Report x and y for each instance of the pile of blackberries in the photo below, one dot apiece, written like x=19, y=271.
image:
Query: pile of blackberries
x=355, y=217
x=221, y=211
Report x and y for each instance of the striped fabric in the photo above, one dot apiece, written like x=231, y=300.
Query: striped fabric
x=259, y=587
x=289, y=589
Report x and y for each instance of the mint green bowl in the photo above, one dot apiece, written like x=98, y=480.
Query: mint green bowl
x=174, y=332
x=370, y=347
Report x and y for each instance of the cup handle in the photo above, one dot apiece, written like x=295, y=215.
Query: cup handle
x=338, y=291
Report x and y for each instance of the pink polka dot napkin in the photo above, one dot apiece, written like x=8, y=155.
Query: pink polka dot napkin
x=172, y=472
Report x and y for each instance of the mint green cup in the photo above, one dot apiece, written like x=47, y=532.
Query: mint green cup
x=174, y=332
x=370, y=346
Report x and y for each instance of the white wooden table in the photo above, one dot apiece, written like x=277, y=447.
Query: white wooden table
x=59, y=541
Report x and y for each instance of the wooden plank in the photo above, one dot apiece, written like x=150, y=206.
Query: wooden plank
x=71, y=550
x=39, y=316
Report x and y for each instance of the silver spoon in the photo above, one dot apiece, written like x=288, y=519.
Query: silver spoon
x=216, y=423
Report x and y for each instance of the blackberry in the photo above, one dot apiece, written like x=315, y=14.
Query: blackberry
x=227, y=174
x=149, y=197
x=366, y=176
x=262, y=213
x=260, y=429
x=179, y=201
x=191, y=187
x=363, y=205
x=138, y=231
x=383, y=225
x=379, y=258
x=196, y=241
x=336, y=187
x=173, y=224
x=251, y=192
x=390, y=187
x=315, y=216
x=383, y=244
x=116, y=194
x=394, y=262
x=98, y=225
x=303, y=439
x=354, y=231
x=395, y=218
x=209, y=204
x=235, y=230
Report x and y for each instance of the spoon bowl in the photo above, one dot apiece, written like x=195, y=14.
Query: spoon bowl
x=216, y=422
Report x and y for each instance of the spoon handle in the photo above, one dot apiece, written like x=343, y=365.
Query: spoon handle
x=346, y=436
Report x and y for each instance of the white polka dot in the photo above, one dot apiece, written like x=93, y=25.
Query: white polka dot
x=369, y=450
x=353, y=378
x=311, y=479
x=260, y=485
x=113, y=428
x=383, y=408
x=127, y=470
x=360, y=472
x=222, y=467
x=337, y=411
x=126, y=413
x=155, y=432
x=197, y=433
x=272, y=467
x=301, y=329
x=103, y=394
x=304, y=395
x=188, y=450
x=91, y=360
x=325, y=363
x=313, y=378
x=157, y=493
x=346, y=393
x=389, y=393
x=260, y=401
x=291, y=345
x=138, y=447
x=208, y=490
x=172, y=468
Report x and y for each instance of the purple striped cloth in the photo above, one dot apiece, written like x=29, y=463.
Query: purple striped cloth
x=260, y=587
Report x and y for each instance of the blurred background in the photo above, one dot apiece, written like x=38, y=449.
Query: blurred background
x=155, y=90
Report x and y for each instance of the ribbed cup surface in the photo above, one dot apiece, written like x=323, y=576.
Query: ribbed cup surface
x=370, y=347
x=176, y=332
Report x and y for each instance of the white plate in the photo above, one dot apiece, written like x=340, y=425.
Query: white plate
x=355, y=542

■ Stated exercise
Please give the records above as a two-column CSV with the header row input,output: one row per record, holding its text under input and its answer under output. Put each field in double quotes and replace line breaks with spaces.

■ Complete output
input,output
"Report x and y for each instance of the pile of blackberries in the photo below, one dot apiece, written like x=19, y=271. image: Query: pile of blackberries","x=355, y=217 x=221, y=211"
"Report x and y for each instance of the striped fabric in the photo above, one dot apiece, written like x=231, y=300. Query: striped fabric","x=259, y=587 x=289, y=589"
"Report x and y for each instance of the mint green bowl in the photo above, one dot apiece, written like x=98, y=480. Query: mint green bowl","x=174, y=332 x=370, y=347"
"Report x and y for each instance of the cup handle in the photo above, one dot apiece, written like x=295, y=215. Query: cup handle","x=338, y=291"
"Report x and y for each instance of the pink polka dot napkin in the photo above, one dot apiece, written like x=8, y=155. Query: pink polka dot napkin","x=172, y=472"
"Report x and y for each instance of the mint green cup in the photo above, one dot apiece, written like x=47, y=532. Query: mint green cup","x=174, y=332 x=370, y=346"
"Report x and y for each instance of the white wooden table in the photo above, one dot apiece, written like x=277, y=447. Query: white wooden table","x=59, y=541"
"Report x and y for each instance of the wooden plank in the photo above, one dot apiece, written like x=150, y=206. Query: wooden plank","x=71, y=550 x=39, y=316"
"Report x and y for each instance of the silver spoon in the photo above, one dot apiece, written like x=288, y=519. Query: silver spoon","x=216, y=423"
"Report x and y for each instance of the blackberry in the photo above, one dot apiece, written like x=315, y=14. Query: blackberry","x=227, y=174 x=149, y=197 x=366, y=176 x=262, y=213 x=260, y=429 x=179, y=201 x=191, y=187 x=363, y=205 x=138, y=231 x=383, y=225 x=379, y=258 x=196, y=241 x=336, y=187 x=173, y=224 x=251, y=192 x=390, y=187 x=315, y=216 x=383, y=244 x=116, y=194 x=394, y=262 x=98, y=225 x=303, y=439 x=354, y=231 x=395, y=218 x=209, y=204 x=235, y=230"
"Report x and y for each instance of the spoon bowl in the photo above, one dot apiece, written like x=195, y=14. Query: spoon bowl","x=216, y=422"
"Report x and y for each instance of the spoon handle in the photo above, one dot apiece, written like x=343, y=365. Query: spoon handle","x=346, y=436"
"Report x and y for each instance of the white polka dot in the photo above, one dot apiece, written like x=93, y=25. Query: white polka dot","x=369, y=450 x=353, y=378 x=311, y=479 x=260, y=485 x=113, y=428 x=383, y=408 x=127, y=470 x=360, y=472 x=222, y=467 x=337, y=411 x=126, y=413 x=155, y=432 x=197, y=433 x=272, y=467 x=301, y=329 x=103, y=394 x=304, y=395 x=188, y=450 x=91, y=360 x=325, y=363 x=313, y=378 x=157, y=493 x=346, y=393 x=389, y=393 x=260, y=401 x=291, y=345 x=138, y=447 x=208, y=490 x=172, y=468"
"Report x and y for each instance of the purple striped cloth in the photo above, one dot apiece, written like x=29, y=463. Query: purple striped cloth","x=260, y=587"
"Report x and y for each instance of the blurred background in the photo above, one dot apiece, written like x=38, y=449. Query: blurred background","x=155, y=90"
"Report x and y for each instance of the ribbed cup surface in the photo above, one dot apiece, written like x=323, y=576. Query: ribbed cup surface","x=370, y=347 x=176, y=332"
"Report x and y for each instance of the white plate in the photo above, one dot apiece, written like x=340, y=425. Query: white plate","x=355, y=542"